[Start DATA LISTING]

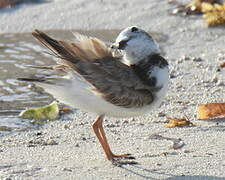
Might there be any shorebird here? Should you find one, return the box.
[20,26,169,161]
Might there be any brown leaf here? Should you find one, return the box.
[150,134,185,150]
[59,107,72,114]
[164,117,194,128]
[197,103,225,120]
[220,62,225,68]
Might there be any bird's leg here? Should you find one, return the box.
[92,115,134,161]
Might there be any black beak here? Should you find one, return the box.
[111,39,129,50]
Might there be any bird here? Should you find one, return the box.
[19,26,169,162]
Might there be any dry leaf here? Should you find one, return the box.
[220,62,225,68]
[202,3,225,26]
[164,117,194,128]
[172,0,225,26]
[150,134,185,150]
[59,107,72,114]
[197,103,225,120]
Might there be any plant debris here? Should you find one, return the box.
[197,103,225,120]
[150,134,185,150]
[220,62,225,68]
[171,0,225,26]
[19,102,59,124]
[164,117,194,128]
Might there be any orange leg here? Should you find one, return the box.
[92,115,134,161]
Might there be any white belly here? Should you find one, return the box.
[37,67,168,117]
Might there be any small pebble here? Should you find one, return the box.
[192,57,202,62]
[43,139,58,145]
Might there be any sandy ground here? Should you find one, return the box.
[0,0,225,180]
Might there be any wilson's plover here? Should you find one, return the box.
[20,26,169,161]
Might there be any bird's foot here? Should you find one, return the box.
[108,154,138,166]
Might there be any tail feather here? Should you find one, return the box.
[17,78,46,82]
[32,29,76,62]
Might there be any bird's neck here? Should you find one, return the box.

[End DATA LISTING]

- PROBLEM STATEMENT
Recast the records above, from the line that contains "Might there be any plant" through the line that contains "[108,154,138,166]", as a Markdown table with the columns Row and Line. Put one line per row with its number, and leave out any blank lines.

- SOLVED PROBLEM
| Row | Line |
|---|---|
| 1 | Might there be any plant debris here? Should you find one, return the box. |
| 2 | [197,103,225,120] |
| 3 | [150,134,185,150] |
| 4 | [220,62,225,68] |
| 5 | [171,0,225,26] |
| 6 | [19,102,59,124] |
| 7 | [164,117,194,128] |
| 8 | Might there be any orange leg here? Should you find one, return the box. |
| 9 | [92,115,134,161] |
| 10 | Might there be any white belly here? Should you find one, return the box. |
| 11 | [37,67,168,117] |
| 12 | Might there be any small pebble here? Should you find one, return the box. |
| 13 | [192,57,202,62] |
| 14 | [43,139,58,145] |
| 15 | Might there be any sandy ground here? Should you find one, return the box. |
| 16 | [0,0,225,180] |
| 17 | Might there be any wilson's plover here? Should you find one, return the box. |
| 18 | [20,26,169,161] |
| 19 | Might there be any bird's foot here? Should you find one, return the box. |
| 20 | [108,154,138,166] |